[The problem]:
Render only the rows that begin at the line containing "Query: house" and end after the line containing "x=108, y=223" as a JSON list of strings, with one string per line and no blank lines. Omit the pictures from the answer.

Position annotation records
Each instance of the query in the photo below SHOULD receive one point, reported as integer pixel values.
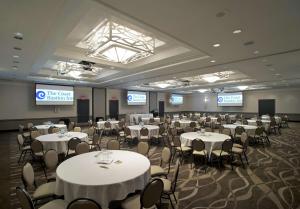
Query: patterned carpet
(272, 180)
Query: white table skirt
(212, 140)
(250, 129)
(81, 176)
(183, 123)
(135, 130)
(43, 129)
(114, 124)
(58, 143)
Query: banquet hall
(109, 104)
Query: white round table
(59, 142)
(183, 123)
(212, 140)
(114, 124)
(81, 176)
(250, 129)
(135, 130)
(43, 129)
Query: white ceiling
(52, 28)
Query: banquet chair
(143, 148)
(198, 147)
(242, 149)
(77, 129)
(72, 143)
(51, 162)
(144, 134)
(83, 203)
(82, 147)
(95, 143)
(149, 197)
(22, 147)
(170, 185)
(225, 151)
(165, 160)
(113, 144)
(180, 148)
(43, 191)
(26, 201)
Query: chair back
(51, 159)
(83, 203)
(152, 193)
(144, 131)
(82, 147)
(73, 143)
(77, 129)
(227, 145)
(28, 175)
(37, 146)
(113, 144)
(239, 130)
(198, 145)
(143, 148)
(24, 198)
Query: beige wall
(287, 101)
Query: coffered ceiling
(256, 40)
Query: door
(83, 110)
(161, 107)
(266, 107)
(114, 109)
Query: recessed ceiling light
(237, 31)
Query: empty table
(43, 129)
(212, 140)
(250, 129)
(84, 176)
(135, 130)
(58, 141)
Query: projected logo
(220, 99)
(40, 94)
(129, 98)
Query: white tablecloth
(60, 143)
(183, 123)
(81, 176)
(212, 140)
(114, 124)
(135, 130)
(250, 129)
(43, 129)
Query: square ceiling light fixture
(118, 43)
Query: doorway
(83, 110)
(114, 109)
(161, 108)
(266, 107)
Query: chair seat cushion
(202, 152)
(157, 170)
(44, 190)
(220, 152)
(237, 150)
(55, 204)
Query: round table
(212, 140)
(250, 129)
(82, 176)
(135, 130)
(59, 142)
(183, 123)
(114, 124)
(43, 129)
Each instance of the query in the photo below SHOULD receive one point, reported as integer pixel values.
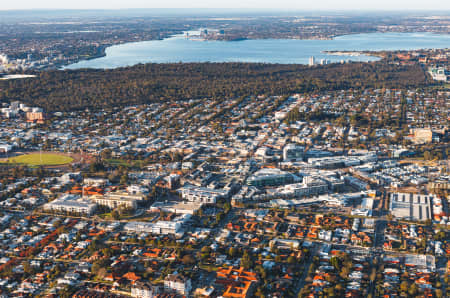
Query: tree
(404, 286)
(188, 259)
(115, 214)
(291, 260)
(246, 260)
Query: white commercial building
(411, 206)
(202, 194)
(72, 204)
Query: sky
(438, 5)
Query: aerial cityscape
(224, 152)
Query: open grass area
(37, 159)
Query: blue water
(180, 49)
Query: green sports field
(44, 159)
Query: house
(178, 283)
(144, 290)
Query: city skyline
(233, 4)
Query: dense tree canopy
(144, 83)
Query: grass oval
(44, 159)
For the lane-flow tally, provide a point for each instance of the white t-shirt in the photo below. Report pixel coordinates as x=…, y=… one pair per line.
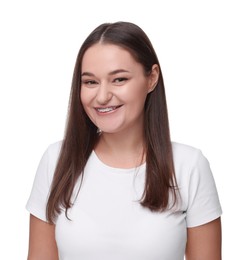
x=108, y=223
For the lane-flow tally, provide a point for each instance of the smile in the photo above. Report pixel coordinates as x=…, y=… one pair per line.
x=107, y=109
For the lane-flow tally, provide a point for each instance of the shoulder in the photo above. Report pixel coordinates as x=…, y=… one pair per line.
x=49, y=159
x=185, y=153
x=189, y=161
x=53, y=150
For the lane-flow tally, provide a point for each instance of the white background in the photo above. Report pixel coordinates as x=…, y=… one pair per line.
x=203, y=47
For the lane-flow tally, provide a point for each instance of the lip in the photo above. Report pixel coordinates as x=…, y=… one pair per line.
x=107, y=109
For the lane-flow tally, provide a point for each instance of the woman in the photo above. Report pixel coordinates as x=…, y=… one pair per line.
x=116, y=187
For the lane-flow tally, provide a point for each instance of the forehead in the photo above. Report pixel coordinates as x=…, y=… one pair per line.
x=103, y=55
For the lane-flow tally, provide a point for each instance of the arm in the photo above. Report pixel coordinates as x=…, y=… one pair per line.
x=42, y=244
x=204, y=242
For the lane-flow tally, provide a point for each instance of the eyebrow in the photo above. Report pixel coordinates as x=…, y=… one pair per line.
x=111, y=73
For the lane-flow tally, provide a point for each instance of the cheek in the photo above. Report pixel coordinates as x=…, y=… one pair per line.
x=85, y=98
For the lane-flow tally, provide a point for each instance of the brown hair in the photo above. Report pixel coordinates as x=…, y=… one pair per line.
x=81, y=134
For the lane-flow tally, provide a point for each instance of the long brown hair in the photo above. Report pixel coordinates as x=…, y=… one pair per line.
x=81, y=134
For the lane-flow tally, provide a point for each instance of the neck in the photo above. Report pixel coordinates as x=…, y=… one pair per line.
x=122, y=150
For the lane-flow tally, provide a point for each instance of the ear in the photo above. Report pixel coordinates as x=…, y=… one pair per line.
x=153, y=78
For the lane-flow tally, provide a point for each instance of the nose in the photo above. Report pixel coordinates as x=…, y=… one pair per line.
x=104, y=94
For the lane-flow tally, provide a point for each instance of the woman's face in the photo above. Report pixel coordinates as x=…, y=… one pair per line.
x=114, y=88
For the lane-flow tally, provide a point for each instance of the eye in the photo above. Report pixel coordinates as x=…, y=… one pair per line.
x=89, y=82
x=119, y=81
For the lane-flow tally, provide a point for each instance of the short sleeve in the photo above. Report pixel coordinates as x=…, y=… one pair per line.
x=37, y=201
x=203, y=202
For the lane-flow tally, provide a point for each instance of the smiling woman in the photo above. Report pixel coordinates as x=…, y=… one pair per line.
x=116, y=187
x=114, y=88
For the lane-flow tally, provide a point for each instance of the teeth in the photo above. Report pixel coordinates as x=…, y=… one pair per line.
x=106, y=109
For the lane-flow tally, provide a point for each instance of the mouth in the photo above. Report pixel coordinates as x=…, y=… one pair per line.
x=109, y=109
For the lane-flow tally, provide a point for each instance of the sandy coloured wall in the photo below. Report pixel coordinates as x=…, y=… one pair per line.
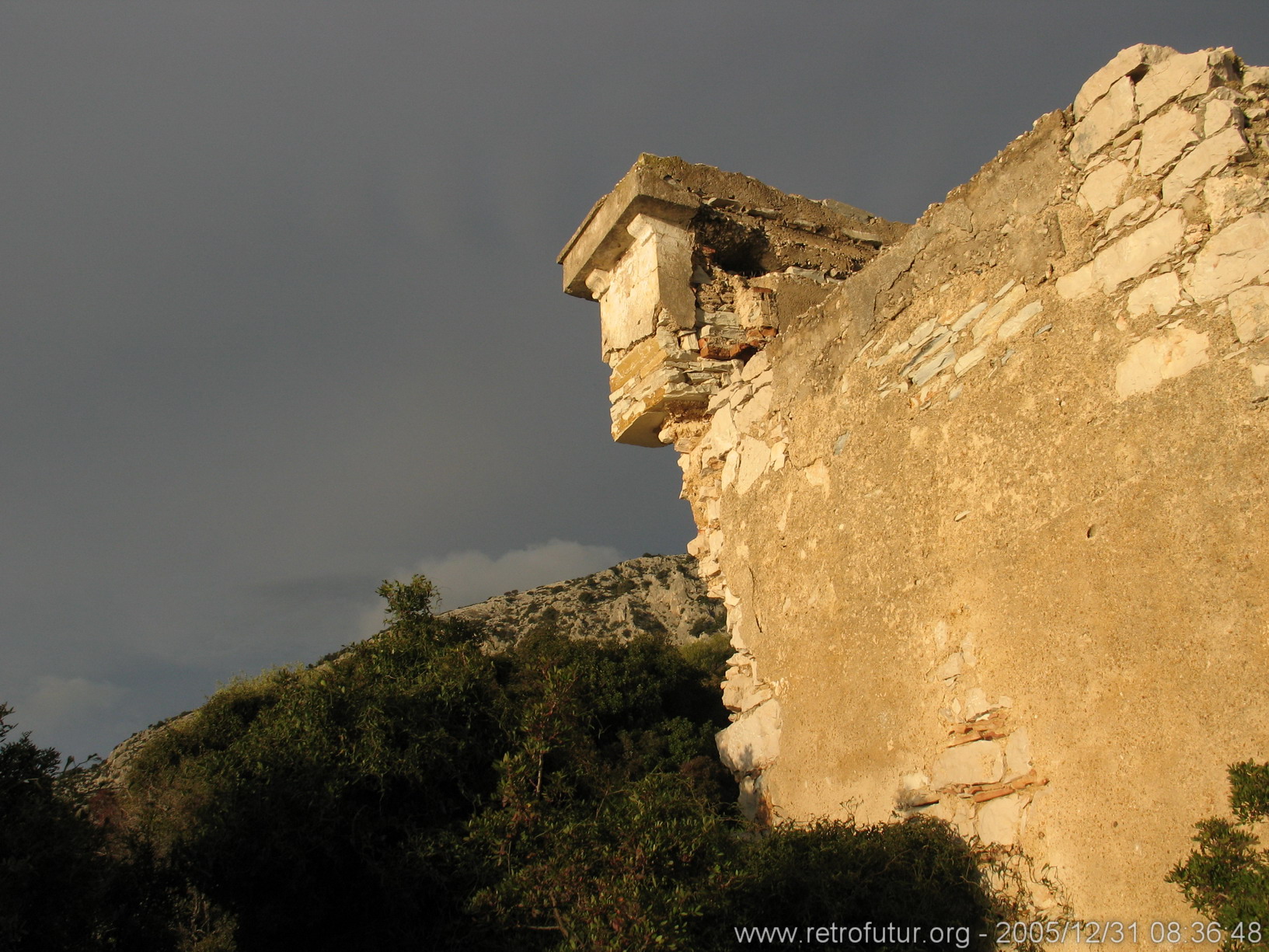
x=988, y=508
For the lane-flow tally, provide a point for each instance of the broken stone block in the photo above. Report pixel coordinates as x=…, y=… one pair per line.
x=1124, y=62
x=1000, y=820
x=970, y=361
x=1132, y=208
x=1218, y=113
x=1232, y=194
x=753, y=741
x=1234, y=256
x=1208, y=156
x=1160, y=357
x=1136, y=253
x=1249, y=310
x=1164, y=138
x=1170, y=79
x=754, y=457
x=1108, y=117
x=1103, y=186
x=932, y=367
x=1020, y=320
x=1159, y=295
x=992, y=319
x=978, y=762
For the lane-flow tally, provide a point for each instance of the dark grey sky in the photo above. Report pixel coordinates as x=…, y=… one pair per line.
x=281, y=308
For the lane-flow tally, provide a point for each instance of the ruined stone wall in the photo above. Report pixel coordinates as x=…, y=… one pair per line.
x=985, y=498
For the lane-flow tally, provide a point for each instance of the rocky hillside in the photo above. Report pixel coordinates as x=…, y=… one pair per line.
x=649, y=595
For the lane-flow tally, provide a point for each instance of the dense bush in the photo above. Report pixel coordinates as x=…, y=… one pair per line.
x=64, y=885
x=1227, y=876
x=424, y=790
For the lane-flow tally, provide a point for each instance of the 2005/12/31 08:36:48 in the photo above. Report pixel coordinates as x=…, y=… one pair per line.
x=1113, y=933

[Output for this exercise]:
[
  "Query: house",
  "(178, 283)",
  "(144, 290)",
  "Query: city skyline",
  "(233, 4)",
  "Query: dense tree canopy",
  "(144, 83)",
  "Query: grass oval",
  "(44, 159)",
  "For the lane-flow tally, provide a point for each instance of the white t-shirt in the photo below. Report pixel coordinates as x=…, y=… one pair per line.",
  "x=108, y=223"
]